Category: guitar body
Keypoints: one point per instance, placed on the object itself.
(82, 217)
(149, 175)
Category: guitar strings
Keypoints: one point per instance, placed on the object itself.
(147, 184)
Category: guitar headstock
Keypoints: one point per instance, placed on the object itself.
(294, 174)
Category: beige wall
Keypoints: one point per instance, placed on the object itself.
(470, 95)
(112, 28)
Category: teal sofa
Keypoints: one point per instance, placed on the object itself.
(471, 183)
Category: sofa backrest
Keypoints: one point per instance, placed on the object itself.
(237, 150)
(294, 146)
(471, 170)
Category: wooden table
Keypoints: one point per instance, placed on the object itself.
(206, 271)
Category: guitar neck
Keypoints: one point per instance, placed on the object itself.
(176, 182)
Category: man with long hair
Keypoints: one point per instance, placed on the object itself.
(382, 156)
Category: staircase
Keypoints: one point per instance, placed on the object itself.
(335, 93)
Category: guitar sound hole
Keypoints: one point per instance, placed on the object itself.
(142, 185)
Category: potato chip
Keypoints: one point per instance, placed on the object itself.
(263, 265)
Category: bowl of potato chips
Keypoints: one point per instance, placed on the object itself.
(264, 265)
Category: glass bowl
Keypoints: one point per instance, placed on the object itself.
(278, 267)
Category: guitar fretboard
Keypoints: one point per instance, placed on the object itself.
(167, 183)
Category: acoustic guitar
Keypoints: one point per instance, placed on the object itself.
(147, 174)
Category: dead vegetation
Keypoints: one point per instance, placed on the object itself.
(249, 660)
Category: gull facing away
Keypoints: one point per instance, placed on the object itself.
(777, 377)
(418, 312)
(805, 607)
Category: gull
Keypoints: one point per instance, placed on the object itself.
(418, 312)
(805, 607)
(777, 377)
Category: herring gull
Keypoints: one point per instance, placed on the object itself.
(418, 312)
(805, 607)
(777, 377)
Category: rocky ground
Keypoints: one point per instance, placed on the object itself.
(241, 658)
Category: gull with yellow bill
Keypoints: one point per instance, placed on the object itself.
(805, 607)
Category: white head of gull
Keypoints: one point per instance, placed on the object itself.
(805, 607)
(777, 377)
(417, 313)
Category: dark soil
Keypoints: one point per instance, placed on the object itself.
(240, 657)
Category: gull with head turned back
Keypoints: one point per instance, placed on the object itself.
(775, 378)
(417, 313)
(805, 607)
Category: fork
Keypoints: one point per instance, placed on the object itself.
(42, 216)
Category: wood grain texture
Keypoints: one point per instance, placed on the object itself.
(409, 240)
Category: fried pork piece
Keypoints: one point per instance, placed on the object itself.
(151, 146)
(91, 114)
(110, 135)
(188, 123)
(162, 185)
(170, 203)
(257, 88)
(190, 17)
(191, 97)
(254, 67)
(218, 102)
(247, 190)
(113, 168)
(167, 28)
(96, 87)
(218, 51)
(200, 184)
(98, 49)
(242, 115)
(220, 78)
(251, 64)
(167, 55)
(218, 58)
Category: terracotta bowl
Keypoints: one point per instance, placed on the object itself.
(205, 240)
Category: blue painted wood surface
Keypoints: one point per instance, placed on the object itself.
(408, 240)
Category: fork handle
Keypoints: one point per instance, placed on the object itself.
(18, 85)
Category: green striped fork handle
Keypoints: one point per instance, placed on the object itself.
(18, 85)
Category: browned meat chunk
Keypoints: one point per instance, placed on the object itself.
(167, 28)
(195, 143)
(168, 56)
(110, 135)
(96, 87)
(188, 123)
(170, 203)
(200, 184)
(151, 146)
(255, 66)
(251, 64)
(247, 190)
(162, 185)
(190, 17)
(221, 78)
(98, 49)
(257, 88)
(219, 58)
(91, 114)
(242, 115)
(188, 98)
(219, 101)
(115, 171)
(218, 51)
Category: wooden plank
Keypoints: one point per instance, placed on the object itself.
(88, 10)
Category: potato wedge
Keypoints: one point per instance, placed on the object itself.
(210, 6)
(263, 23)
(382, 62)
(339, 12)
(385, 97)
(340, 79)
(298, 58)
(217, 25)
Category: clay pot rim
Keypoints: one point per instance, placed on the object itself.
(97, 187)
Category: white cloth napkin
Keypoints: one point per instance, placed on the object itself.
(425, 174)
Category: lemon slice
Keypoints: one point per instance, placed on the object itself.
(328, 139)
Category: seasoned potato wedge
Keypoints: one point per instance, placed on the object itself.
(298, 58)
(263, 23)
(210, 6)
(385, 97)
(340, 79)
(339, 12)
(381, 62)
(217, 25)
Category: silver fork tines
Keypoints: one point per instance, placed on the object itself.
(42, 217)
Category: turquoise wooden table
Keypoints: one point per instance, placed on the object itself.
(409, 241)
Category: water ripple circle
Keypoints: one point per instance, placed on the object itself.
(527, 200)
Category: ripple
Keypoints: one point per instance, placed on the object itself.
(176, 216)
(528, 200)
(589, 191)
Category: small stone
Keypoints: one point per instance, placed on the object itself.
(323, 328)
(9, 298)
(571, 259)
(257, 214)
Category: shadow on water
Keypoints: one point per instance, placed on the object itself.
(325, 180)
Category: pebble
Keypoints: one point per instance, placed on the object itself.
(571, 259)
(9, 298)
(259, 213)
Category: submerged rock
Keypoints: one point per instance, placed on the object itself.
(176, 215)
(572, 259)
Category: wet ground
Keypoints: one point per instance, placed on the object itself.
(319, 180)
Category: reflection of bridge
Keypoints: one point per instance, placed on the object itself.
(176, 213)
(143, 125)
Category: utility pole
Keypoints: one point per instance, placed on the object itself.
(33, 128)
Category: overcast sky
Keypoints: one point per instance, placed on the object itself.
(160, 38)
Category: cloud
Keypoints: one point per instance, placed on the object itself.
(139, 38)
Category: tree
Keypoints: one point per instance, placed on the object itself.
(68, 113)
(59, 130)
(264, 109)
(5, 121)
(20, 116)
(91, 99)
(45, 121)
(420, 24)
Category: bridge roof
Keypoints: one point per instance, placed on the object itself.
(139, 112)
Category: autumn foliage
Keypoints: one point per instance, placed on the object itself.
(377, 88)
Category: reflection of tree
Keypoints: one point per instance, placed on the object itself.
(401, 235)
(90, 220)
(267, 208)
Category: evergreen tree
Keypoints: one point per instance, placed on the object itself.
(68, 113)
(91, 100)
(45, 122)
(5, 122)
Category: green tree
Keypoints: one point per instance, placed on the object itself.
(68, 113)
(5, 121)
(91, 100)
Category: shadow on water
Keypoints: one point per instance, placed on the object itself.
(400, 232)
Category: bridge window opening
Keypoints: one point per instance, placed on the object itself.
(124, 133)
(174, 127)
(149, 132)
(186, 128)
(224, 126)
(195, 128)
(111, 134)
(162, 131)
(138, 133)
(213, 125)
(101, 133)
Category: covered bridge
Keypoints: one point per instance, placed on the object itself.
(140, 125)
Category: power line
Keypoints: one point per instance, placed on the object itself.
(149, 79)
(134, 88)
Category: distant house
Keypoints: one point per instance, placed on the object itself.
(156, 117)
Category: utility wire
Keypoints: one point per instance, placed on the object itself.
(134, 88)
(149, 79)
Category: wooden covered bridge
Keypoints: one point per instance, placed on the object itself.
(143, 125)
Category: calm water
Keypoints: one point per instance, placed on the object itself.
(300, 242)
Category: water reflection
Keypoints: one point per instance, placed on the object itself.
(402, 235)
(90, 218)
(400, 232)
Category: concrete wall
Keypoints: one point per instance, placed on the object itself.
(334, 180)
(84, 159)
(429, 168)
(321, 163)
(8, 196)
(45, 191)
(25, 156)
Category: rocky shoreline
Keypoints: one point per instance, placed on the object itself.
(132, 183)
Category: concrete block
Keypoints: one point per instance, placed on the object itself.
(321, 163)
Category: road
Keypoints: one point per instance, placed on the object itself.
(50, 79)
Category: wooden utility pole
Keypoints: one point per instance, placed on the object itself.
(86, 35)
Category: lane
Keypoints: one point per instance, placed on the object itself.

#### Exercise details:
In the listing above, find the line containing "Category: water reflection", then reproduce it and each line after it through the end, exactly and with nothing added.

#### Solution to this problem:
Category: water reflection
Keypoints: one point per instance, placed on the object itself.
(402, 235)
(90, 218)
(400, 232)
Category: concrete wall
Keypoints: one point per instance, placed on the object itself.
(334, 180)
(84, 159)
(429, 168)
(321, 163)
(8, 196)
(45, 191)
(25, 156)
Category: rocky shoreline
Keypoints: one point per instance, placed on the object itself.
(132, 183)
Category: concrete block
Keypoints: one point per instance, placed on the object itself.
(321, 163)
Category: road
Keypoints: one point per instance, placed on the object itself.
(50, 79)
Category: wooden utility pole
Keypoints: one point per instance, placed on the object itself.
(86, 35)
Category: lane
Keypoints: one point per instance, placed on the object itself.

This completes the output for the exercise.